→ **Brief**:
Tally how many lines in the data below include "wing", then please reply with only that figure.
### Supplied data ###
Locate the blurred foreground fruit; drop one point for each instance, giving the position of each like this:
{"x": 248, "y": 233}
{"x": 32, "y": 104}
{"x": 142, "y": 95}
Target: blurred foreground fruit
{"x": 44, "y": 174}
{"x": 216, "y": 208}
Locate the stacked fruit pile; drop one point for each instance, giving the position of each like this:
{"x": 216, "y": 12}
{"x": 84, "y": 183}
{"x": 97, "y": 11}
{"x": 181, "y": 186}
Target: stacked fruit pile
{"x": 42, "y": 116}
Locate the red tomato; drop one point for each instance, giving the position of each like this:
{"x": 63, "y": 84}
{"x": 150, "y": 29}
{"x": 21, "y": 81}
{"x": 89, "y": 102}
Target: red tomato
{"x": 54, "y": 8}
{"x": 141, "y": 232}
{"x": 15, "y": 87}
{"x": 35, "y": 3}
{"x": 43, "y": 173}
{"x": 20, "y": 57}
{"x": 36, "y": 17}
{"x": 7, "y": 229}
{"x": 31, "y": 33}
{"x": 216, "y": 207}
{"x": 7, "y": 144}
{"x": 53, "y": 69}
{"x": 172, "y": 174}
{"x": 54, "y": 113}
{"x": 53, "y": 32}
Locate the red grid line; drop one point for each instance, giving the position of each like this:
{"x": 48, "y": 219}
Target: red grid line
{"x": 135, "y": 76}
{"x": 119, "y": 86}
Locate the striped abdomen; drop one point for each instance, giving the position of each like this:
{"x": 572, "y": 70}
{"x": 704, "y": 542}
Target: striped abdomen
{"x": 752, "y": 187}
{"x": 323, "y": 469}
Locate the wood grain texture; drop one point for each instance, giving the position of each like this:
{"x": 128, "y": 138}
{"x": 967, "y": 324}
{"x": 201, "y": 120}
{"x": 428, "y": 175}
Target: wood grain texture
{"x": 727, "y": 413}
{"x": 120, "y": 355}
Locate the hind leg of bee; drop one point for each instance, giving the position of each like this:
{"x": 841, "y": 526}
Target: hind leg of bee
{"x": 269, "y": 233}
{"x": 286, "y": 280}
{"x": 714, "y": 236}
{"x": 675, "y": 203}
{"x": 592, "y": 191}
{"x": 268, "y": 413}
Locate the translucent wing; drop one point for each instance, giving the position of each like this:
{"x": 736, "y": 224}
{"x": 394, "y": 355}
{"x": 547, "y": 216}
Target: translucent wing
###
→ **Response below**:
2